> SUPPLIED DATA:
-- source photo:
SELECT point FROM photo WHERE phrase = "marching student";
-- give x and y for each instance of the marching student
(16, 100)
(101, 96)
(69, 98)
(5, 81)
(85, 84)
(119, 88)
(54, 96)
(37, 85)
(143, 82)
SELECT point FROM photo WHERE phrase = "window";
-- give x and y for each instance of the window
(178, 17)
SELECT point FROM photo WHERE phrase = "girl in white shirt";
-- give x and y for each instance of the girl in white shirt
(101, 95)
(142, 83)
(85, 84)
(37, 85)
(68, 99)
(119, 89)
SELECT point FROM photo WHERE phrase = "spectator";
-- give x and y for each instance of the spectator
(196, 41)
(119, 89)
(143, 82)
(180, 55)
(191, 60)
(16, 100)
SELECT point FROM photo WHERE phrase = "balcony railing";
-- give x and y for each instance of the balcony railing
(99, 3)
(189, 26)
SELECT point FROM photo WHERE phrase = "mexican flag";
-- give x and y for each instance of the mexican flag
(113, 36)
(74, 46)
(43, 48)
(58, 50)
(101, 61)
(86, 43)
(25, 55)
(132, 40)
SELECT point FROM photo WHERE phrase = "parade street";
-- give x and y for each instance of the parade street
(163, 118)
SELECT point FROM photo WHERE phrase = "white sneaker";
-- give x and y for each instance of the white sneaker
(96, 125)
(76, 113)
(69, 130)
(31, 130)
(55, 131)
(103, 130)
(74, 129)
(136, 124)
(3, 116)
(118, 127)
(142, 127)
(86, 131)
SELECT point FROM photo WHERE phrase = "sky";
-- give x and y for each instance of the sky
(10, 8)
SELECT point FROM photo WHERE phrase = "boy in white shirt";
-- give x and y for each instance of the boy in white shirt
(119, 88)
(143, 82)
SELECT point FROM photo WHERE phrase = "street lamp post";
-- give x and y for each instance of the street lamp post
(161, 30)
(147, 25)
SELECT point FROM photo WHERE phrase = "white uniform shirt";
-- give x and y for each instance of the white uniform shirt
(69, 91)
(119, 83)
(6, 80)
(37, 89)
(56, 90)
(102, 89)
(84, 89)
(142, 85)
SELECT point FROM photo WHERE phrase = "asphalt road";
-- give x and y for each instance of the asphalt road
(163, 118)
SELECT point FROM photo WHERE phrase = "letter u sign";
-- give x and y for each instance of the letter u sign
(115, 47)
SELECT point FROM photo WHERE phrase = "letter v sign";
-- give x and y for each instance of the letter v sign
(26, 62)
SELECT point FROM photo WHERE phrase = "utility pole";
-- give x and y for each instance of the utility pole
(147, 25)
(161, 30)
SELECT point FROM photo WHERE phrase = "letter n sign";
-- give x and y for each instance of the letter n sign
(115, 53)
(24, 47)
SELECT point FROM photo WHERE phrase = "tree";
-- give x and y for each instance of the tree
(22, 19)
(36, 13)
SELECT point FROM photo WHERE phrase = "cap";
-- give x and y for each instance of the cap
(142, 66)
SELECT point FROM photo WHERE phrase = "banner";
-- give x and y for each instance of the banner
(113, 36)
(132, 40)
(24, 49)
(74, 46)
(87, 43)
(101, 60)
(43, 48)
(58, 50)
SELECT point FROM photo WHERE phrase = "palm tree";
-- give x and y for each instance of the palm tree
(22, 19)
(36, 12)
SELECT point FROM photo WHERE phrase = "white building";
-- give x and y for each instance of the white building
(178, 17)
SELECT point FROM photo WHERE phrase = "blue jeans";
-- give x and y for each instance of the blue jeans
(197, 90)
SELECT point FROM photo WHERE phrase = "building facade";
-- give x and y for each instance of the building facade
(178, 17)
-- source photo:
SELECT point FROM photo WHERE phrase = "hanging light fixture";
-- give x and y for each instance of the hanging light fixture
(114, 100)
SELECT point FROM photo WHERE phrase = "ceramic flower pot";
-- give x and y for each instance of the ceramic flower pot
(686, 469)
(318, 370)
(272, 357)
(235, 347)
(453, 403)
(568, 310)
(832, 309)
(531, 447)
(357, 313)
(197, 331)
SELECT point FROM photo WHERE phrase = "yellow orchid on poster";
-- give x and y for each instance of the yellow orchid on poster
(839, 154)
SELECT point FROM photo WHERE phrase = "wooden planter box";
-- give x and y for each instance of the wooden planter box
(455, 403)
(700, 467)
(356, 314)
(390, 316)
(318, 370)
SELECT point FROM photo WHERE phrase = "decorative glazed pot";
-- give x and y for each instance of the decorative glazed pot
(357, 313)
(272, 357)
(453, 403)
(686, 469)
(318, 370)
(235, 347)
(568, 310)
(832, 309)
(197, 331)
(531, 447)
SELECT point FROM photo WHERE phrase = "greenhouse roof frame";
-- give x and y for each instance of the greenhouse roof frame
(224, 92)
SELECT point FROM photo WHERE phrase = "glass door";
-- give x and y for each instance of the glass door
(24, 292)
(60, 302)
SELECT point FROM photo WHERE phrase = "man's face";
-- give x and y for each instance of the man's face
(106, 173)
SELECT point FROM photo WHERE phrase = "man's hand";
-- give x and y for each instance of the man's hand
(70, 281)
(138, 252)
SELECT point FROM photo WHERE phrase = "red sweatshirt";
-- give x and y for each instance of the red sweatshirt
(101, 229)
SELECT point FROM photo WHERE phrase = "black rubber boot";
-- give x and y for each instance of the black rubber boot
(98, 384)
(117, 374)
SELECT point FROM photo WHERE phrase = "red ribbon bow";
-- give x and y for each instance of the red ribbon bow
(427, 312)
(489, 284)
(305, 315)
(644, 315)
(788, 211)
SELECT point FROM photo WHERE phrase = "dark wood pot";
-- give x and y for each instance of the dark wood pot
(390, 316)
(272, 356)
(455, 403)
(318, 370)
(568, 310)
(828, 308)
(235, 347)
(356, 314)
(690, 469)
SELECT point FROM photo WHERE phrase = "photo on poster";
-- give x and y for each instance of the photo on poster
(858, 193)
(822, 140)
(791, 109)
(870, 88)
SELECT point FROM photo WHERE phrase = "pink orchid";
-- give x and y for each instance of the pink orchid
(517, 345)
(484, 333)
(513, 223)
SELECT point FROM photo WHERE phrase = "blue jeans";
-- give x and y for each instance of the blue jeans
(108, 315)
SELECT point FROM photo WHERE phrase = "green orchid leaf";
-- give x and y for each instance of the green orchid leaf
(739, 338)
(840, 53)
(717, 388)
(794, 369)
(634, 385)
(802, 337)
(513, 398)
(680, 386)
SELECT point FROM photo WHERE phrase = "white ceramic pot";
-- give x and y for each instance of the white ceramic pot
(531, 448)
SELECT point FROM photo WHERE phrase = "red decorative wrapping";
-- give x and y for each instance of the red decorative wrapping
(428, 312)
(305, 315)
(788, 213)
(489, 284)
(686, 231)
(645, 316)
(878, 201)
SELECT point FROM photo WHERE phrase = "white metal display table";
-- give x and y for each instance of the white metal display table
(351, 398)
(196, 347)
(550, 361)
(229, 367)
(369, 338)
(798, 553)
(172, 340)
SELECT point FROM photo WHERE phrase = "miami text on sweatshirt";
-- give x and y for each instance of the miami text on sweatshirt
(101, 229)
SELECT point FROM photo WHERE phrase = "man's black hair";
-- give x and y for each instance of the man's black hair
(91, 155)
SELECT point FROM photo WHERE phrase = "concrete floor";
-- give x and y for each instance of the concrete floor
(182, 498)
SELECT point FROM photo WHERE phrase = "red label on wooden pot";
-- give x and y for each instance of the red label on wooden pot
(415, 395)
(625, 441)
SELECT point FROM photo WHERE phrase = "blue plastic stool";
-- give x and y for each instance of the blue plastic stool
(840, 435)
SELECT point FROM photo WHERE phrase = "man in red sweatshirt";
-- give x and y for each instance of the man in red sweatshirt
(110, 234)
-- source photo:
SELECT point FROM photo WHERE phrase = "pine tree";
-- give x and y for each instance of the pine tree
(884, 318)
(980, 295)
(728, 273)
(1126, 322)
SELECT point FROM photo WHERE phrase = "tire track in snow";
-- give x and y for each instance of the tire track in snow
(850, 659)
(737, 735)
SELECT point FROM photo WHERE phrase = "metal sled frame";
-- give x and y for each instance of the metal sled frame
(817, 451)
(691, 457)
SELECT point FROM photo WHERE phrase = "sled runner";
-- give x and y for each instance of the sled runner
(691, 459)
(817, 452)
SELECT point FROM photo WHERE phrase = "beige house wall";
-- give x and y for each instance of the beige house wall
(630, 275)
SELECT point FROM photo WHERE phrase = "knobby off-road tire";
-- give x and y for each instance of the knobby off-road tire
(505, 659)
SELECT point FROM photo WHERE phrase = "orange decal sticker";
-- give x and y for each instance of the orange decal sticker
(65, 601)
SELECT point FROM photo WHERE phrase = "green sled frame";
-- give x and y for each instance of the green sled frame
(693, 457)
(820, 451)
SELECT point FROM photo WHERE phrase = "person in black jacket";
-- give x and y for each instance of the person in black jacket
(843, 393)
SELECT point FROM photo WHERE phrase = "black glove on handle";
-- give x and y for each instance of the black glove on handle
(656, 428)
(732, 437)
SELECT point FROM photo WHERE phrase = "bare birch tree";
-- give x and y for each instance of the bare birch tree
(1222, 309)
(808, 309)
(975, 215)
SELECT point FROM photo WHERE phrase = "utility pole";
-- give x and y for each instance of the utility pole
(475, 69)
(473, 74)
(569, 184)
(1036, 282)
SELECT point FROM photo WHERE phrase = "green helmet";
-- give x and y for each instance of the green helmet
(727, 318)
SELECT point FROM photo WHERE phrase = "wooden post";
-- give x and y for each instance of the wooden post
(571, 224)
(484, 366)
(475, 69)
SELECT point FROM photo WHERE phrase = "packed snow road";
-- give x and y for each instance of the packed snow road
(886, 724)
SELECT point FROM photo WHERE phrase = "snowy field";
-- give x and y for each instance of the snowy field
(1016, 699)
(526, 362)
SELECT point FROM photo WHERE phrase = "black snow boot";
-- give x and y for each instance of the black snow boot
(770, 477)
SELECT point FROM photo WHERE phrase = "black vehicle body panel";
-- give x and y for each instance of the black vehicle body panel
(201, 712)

> WRITTEN REQUEST:
Please list every line in the entries above that contains the string "student", matching case exactly.

> FULL SOLUTION:
SELECT point FROM photo WHERE phrase = "marching student";
-- give x and y for each instance of the marching student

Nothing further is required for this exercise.